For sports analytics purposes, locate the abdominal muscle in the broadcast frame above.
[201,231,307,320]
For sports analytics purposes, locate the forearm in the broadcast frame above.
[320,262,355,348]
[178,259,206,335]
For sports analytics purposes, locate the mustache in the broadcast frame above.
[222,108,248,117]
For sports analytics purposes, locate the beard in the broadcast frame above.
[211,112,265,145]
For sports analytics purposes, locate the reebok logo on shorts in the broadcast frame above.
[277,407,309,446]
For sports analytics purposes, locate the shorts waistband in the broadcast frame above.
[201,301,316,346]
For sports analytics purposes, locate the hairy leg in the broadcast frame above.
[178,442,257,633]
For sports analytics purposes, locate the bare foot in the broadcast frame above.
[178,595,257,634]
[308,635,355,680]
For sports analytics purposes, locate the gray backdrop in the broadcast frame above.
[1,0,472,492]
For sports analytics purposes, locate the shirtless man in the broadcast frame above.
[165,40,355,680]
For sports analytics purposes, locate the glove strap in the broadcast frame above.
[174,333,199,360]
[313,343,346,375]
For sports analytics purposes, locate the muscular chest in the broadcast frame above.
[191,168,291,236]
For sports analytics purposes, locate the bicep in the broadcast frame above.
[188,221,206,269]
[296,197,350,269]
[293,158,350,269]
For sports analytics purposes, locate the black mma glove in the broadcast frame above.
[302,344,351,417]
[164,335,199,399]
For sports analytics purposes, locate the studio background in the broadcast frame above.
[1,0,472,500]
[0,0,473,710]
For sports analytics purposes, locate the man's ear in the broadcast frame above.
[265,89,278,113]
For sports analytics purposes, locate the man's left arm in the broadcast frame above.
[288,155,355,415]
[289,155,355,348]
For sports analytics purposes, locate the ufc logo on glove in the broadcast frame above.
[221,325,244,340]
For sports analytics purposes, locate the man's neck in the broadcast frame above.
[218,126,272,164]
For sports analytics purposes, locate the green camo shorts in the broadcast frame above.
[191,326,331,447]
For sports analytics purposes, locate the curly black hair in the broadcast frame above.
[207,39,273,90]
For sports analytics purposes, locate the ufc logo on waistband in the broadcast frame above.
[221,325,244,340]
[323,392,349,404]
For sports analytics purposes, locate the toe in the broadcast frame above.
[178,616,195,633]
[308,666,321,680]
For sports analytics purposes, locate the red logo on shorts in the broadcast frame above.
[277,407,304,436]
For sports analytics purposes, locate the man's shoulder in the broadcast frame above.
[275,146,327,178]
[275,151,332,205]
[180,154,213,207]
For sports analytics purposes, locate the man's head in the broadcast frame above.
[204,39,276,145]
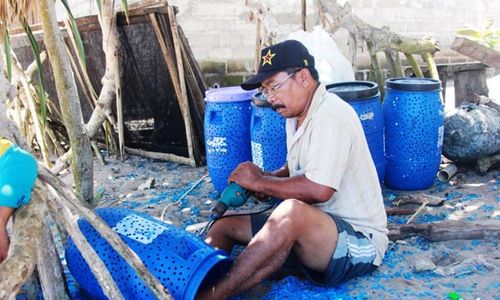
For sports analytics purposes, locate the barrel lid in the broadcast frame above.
[385,77,441,92]
[252,92,271,107]
[205,86,257,102]
[326,81,378,101]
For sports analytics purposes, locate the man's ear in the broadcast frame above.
[297,68,312,87]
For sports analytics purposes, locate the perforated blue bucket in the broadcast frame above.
[65,208,231,299]
[205,86,256,193]
[383,78,444,190]
[326,81,386,183]
[250,92,286,171]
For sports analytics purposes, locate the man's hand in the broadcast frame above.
[228,161,264,191]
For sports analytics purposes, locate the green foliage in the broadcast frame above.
[23,23,47,126]
[61,0,87,68]
[95,0,102,16]
[457,18,500,48]
[3,27,12,82]
[122,0,130,23]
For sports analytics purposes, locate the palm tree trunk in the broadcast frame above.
[40,0,93,203]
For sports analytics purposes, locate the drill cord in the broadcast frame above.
[198,203,276,237]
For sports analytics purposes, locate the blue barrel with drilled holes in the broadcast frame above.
[250,92,286,171]
[327,81,386,183]
[205,86,256,193]
[383,77,444,191]
[65,208,231,299]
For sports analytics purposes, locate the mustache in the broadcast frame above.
[271,104,285,111]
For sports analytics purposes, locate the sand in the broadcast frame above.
[62,156,500,299]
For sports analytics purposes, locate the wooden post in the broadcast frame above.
[405,53,424,77]
[255,18,262,72]
[114,54,125,160]
[167,6,196,167]
[149,12,196,166]
[37,214,69,300]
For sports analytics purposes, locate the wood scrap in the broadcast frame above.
[389,219,500,242]
[476,153,500,175]
[392,193,445,206]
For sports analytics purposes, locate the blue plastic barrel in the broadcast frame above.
[383,78,444,190]
[65,208,231,299]
[250,92,286,171]
[205,86,256,193]
[326,81,386,183]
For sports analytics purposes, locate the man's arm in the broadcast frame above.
[0,206,14,263]
[229,162,335,204]
[263,163,290,177]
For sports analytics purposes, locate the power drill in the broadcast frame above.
[210,182,250,220]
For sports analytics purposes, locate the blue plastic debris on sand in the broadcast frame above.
[462,194,481,202]
[263,276,350,300]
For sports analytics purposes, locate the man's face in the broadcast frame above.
[261,70,305,118]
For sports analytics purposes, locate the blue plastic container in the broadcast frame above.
[250,92,286,171]
[326,81,386,183]
[383,78,444,190]
[66,208,231,299]
[205,86,256,193]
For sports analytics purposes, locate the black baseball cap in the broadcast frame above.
[241,40,314,90]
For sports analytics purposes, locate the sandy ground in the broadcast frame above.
[56,75,500,299]
[63,152,500,299]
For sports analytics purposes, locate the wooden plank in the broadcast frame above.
[450,37,500,70]
[389,219,500,242]
[125,147,191,165]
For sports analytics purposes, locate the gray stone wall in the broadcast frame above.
[59,0,500,85]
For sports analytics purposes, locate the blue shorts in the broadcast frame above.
[251,213,377,286]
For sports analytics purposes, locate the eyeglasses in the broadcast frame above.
[260,69,300,98]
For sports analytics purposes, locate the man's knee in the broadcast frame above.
[270,199,307,222]
[207,216,252,243]
[267,199,307,233]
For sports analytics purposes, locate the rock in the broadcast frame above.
[413,258,436,273]
[443,103,500,162]
[137,177,155,191]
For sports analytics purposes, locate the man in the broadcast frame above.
[0,138,37,263]
[200,40,388,299]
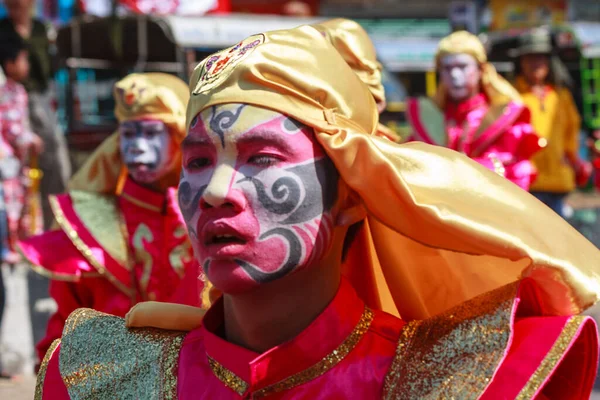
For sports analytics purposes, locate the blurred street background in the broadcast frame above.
[0,0,600,400]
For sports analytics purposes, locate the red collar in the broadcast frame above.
[198,279,365,391]
[445,93,488,124]
[120,177,167,213]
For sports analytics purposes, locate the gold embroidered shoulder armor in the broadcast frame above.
[383,284,517,400]
[59,308,185,400]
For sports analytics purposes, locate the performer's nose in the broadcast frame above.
[200,165,247,211]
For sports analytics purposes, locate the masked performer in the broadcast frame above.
[21,74,197,357]
[37,26,600,400]
[407,31,545,190]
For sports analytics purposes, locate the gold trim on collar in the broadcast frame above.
[206,354,250,396]
[69,190,131,269]
[516,317,585,400]
[121,193,162,213]
[49,196,134,297]
[208,307,375,398]
[33,339,60,400]
[383,283,518,400]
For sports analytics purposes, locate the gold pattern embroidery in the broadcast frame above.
[516,317,585,400]
[132,223,154,291]
[49,196,134,297]
[383,283,518,400]
[206,354,249,396]
[33,339,60,400]
[121,193,162,213]
[169,226,193,278]
[209,308,374,399]
[59,309,185,400]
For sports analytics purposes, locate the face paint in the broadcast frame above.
[179,104,338,293]
[440,54,481,101]
[119,120,176,184]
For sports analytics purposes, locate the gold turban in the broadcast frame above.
[187,26,600,320]
[434,31,521,109]
[68,73,189,194]
[314,18,385,103]
[124,26,600,329]
[313,18,400,142]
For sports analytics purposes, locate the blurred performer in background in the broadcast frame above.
[515,28,592,215]
[407,31,544,190]
[0,0,71,229]
[0,31,43,264]
[21,73,198,358]
[36,26,600,400]
[314,18,400,142]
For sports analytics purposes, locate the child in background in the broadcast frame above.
[0,32,42,264]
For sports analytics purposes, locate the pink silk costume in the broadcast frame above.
[36,26,598,400]
[20,179,197,359]
[407,31,545,191]
[408,93,543,190]
[20,73,199,359]
[36,280,598,400]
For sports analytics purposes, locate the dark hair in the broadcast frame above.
[342,220,365,262]
[0,29,27,66]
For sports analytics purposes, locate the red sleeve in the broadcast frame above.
[36,280,89,360]
[35,345,70,400]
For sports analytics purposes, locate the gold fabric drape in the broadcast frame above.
[187,26,600,320]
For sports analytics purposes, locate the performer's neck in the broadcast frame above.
[224,250,341,353]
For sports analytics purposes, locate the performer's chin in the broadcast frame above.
[204,259,260,295]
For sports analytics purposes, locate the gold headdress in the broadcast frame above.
[313,18,400,142]
[69,73,189,194]
[182,26,600,320]
[434,31,521,109]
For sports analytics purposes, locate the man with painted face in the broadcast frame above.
[20,74,197,366]
[36,26,600,400]
[407,31,545,190]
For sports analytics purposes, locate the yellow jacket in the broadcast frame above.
[515,77,581,193]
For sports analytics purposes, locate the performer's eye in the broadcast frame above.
[185,157,210,170]
[121,129,135,139]
[248,154,281,167]
[146,128,162,138]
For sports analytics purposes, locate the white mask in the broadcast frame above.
[440,54,481,101]
[119,119,176,185]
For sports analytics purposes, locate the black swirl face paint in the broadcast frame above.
[179,104,339,293]
[210,104,246,148]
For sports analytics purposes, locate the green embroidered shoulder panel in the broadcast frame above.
[59,308,185,400]
[383,283,518,400]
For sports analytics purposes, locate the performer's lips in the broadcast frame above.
[127,162,156,171]
[201,222,251,256]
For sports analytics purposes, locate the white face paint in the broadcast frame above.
[119,119,176,185]
[440,54,481,101]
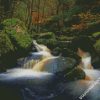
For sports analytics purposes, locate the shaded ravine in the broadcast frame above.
[0,42,100,100]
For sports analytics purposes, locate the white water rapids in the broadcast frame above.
[0,41,100,100]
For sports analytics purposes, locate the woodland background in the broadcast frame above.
[0,0,100,71]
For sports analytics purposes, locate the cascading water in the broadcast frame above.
[0,41,100,100]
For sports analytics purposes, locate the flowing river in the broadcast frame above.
[0,41,100,100]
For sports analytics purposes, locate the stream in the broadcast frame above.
[0,41,100,100]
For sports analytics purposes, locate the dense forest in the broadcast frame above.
[0,0,100,71]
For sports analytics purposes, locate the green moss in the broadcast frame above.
[3,18,32,49]
[94,39,100,55]
[0,32,14,56]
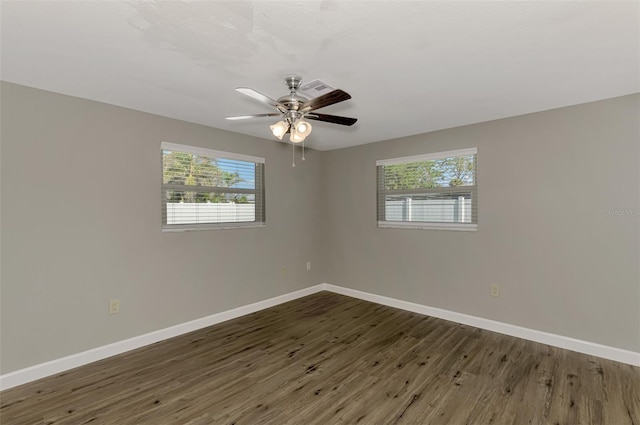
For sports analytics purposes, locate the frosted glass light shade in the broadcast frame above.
[269,121,289,140]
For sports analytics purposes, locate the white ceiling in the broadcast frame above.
[0,1,640,150]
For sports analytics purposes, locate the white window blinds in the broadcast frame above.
[376,148,478,230]
[161,142,265,230]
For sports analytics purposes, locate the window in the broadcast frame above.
[160,142,265,231]
[376,148,478,230]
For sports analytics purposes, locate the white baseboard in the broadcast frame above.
[0,284,325,390]
[0,283,640,390]
[324,283,640,366]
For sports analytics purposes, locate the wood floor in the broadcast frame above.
[0,292,640,425]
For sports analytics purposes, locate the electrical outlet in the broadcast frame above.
[109,299,120,314]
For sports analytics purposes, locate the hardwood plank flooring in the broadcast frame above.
[0,292,640,425]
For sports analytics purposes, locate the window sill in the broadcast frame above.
[162,223,266,233]
[378,221,478,232]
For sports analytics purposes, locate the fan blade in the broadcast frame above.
[305,112,358,125]
[236,87,287,111]
[226,112,282,120]
[300,89,351,112]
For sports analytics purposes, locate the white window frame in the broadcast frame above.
[165,142,266,232]
[376,148,478,232]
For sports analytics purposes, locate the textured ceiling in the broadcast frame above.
[0,1,640,150]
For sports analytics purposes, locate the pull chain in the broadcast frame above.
[291,143,296,167]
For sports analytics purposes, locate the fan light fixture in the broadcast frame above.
[269,119,312,143]
[270,121,289,140]
[227,75,358,167]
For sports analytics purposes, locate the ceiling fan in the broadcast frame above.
[227,75,357,144]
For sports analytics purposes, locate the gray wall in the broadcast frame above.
[0,83,325,374]
[0,83,640,374]
[323,95,640,351]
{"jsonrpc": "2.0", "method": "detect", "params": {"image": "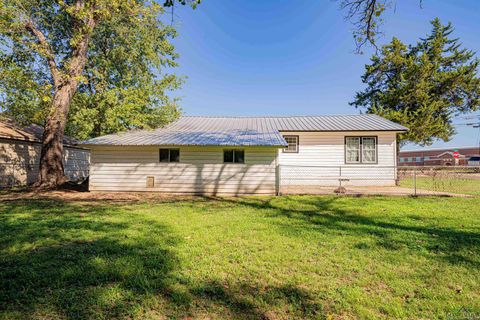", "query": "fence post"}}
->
[413,167,417,196]
[275,164,282,196]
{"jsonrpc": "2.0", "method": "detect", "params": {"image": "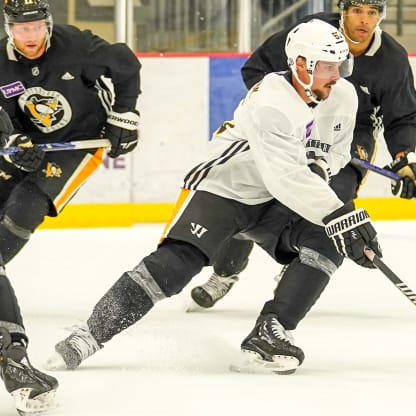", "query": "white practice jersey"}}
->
[184,73,358,225]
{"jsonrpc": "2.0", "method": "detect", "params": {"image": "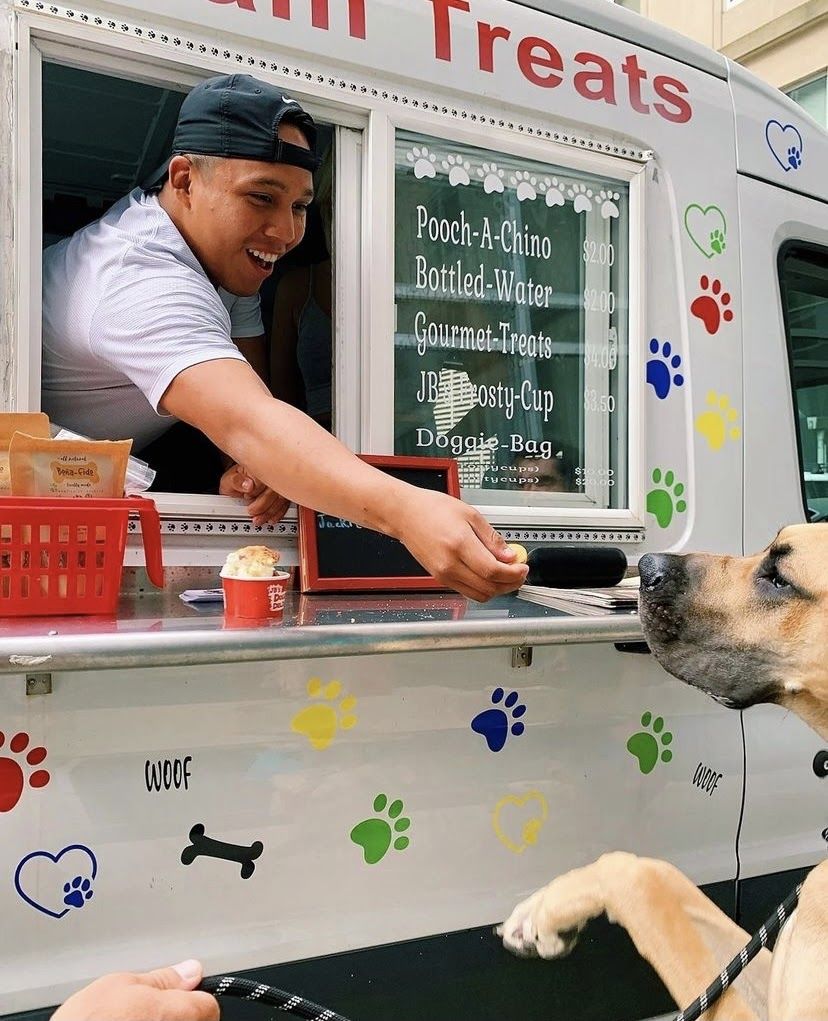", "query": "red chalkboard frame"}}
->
[299,453,460,592]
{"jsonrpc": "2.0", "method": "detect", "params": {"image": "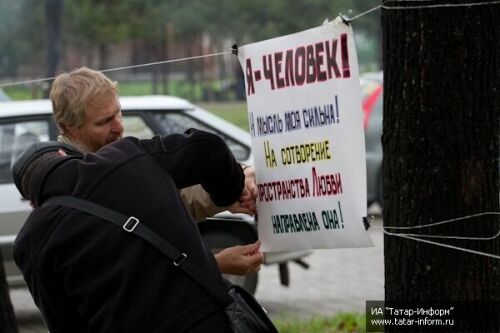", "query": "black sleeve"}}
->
[141,129,245,206]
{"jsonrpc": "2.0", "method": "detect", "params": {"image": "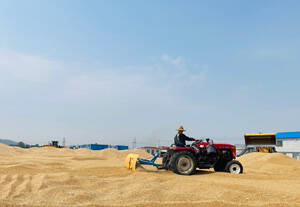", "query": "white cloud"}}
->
[0,51,206,145]
[0,50,60,82]
[161,54,184,66]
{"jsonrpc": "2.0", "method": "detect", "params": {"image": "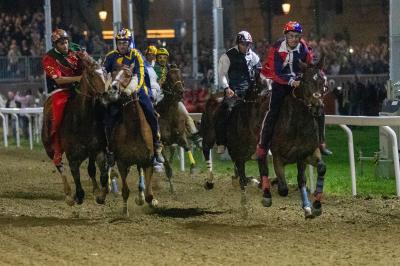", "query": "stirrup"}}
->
[217,145,225,154]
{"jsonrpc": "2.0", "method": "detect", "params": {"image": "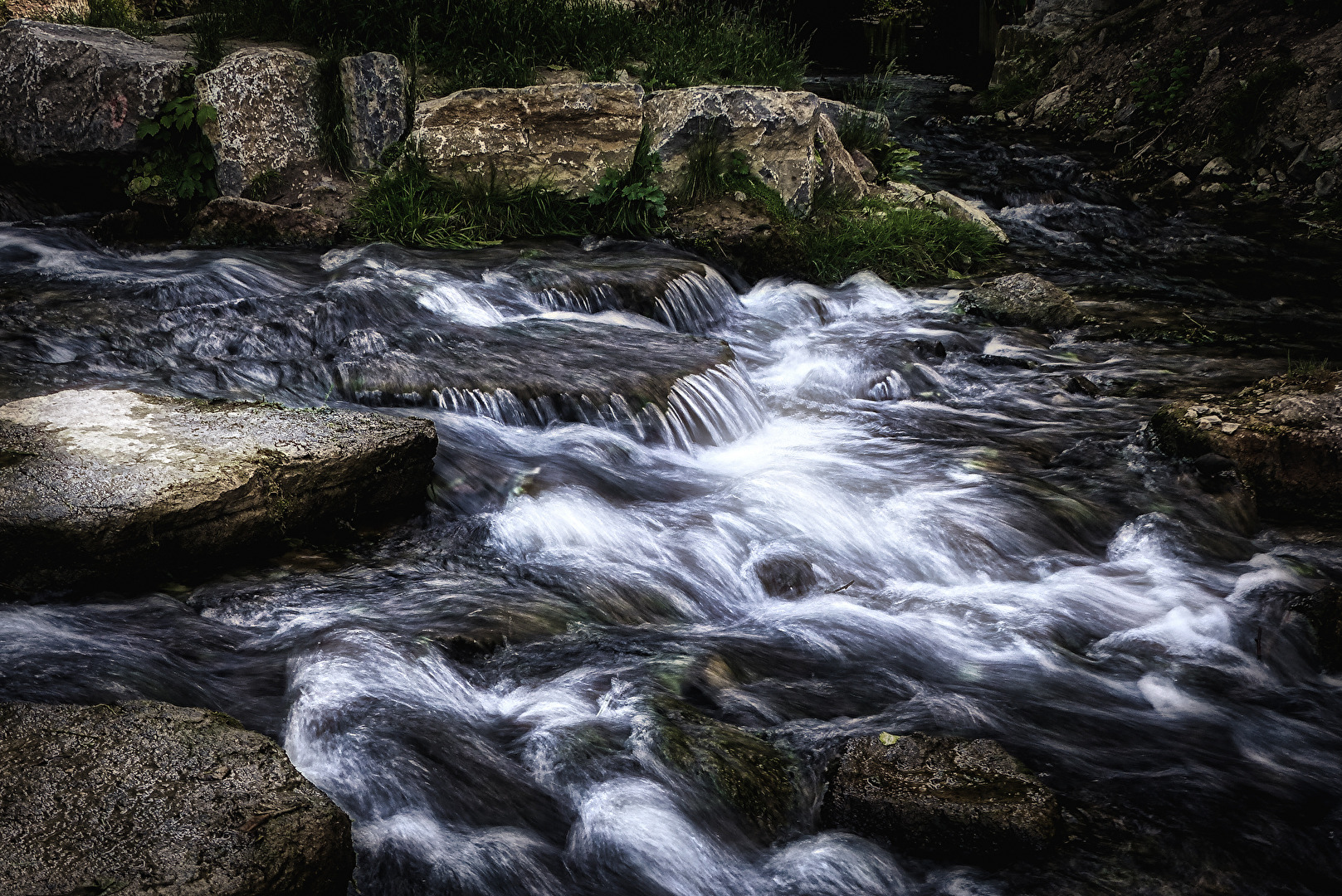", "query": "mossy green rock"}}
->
[1151,373,1342,522]
[820,733,1060,864]
[0,700,354,896]
[652,696,796,841]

• **What you will do**
Set down again, unchanged, everything from the start of the records above down to and including the line that contains "[222,108,248,117]".

• **Answer to this problem**
For sports analytics purposes, locate the abdominal muscle in the broadcast frame above.
[201,231,307,320]
For sports analytics purposes, locate the forearm in the broadcast frame above.
[320,262,355,348]
[178,259,206,335]
For sports analytics purposes, locate the mustache in the broadcast frame above.
[222,108,248,117]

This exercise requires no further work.